╭─ Texto
El cristiano, ese tipo «original»


Por Alessandro Pronzato
VII Domingo del T.O. (Mt 5, 38-48) - Ciclo A

Un templo consagrado por el amor

De la montaña nos llegan hoy propuestas inauditas.
Moisés (primera lectura) trae una orden perentoria de parte de Dios:
«Sed santos, porque yo, el Señor vuestro Dios, soy santo».
Cristo, para postre, nos manda: «Sed perfectos como vuestro Padre celestial es perfecto».
Puede parecer un programa algo abstracto y, además, fuera de nuestro alcance.
Pero el texto del Levítico precisa: «...No odiarás a tu hermano...
No te vengarás ni guardarás rencor... Amarás a tu prójimo como a ti mismo...».
Por consiguiente, la perfección divina a la que tenemos que tender es la perfección de la caridad, del amor que compadece y perdona: «Amad a vuestros enemigos... y rezad por los que os persiguen...» es el imperativo de Cristo, a imitación del Padre celestial «que hace salir su sol sobre malos y buenos».
En esta perspectiva es posible interpretar también la desconcertante declaración de Pablo: «Sois templos de Dios... ; el templo de Dios es santo: ese templo sois vosotros».
Ese templo es consagrado únicamente por el amor.
Para poder alojar al Espíritu de Dios es preciso limpiar con esmero este templo de las escorias e incrustaciones de odio, de cólera, de propósitos de venganza, de resentimientos, de despecho contra los demás, que pueden albergarse allí.
Allí se celebra una liturgia esencial: la de la bondad y el perdón.
Las demás prácticas no tienen ningún sentido si faltan las prácticas de caridad.
El templo queda profanado cuando, preocupándose uno exclusivamente de los deberes religiosos, olvida los deberes para con el prójimo.
╰─
╭─ Filas extraídas
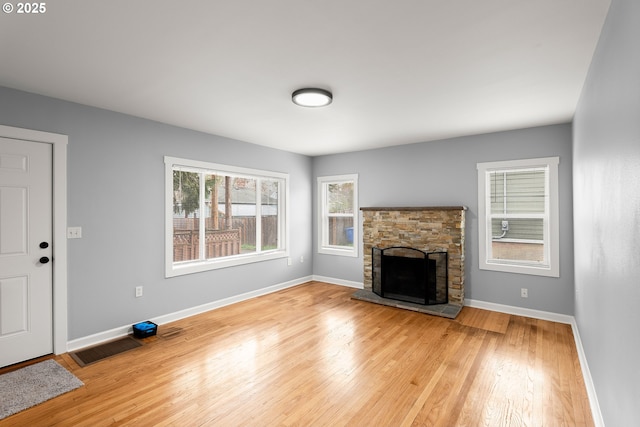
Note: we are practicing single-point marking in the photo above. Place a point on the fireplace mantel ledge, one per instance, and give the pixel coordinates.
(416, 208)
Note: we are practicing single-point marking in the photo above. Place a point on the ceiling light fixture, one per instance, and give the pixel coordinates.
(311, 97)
╰─
╭─ Filas extraídas
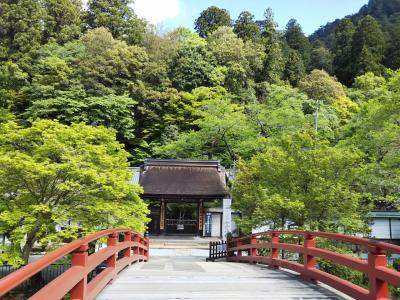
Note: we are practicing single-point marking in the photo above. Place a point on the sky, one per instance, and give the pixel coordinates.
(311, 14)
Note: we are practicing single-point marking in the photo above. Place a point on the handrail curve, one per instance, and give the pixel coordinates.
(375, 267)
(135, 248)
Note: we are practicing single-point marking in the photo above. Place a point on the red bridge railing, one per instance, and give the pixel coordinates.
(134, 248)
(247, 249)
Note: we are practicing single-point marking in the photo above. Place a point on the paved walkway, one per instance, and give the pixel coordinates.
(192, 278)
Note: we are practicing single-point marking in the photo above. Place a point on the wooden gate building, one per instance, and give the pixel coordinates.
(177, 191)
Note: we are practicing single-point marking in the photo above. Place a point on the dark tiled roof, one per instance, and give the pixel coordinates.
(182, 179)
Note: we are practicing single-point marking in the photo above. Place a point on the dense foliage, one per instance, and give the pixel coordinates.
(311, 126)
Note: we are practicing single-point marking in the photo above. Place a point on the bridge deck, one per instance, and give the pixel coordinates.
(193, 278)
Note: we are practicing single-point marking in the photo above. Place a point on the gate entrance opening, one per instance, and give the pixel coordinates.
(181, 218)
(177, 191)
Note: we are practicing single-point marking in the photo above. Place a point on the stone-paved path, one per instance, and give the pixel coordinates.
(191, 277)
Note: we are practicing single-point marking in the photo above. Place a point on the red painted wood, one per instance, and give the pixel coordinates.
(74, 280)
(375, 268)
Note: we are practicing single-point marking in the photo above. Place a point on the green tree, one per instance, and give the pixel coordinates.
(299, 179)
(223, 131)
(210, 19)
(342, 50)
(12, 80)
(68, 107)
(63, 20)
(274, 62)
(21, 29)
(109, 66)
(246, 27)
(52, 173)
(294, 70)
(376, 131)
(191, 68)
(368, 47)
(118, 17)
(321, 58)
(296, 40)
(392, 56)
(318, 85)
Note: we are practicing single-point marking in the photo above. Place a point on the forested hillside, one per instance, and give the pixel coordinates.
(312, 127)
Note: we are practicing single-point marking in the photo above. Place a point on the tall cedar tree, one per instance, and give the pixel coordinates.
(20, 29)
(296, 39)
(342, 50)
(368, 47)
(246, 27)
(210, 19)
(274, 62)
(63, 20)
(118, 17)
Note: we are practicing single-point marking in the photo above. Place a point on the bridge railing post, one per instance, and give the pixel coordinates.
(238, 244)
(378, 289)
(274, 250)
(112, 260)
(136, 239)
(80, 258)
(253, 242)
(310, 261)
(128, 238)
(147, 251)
╰─
> **Tareas para resolver**:
A: Anota cada línea de las filas en la que aparezca la palabra "railing". Ten en cuenta que se distinguen mayúsculas y minúsculas.
B: Alarga el texto sobre el templo consagrado por el amor, empezando justo después de su última frase.

> **Respuestas del ejercicio**:
A:
Note: we are practicing single-point marking in the photo above. Place a point on the red bridge railing, one per instance, and give the pixel coordinates.
Note: we are practicing single-point marking in the photo above. Place a point on the bridge railing post, one per instance, and give the pixel coordinates.

B:
Cuando todos los hermanos encuentran sitio y son acogidos sin reservas ni discriminaciones en nuestro corazón, también Dios encuentra sitio en él.
Si alguno se queda fuera, si tropieza con nuestro rechazo, también Dios niega su presencia.
Un corazón vacío de amor es como una iglesia des-consagrada, que no es ya apta para el culto, que se ha quedado sin culto divino y ha sido destinada a otras cosas...

La vocación a lo «extraordinario»

La página del evangelio de hoy pretende que el discípulo de Cristo realice gestos extraordinarios, insólitos, que haga cosas nunca vistas, que se haga protagonista de acciones inauditas.
Pero todo ello como algo ordinario, normal, casi dado por descontado.
El cristiano que ofrece la otra mejilla, que no devuelve los golpes, que reza por sus enemigos, que ama a sus perseguidores, no es un ser excepcional. Es alguien que hace solamente lo que tiene que hacer.
No debe considerarse como un «héroe», sino como un «practicante», que se atiene rigurosamente a las reglas del código de comportamiento establecido por el Maestro.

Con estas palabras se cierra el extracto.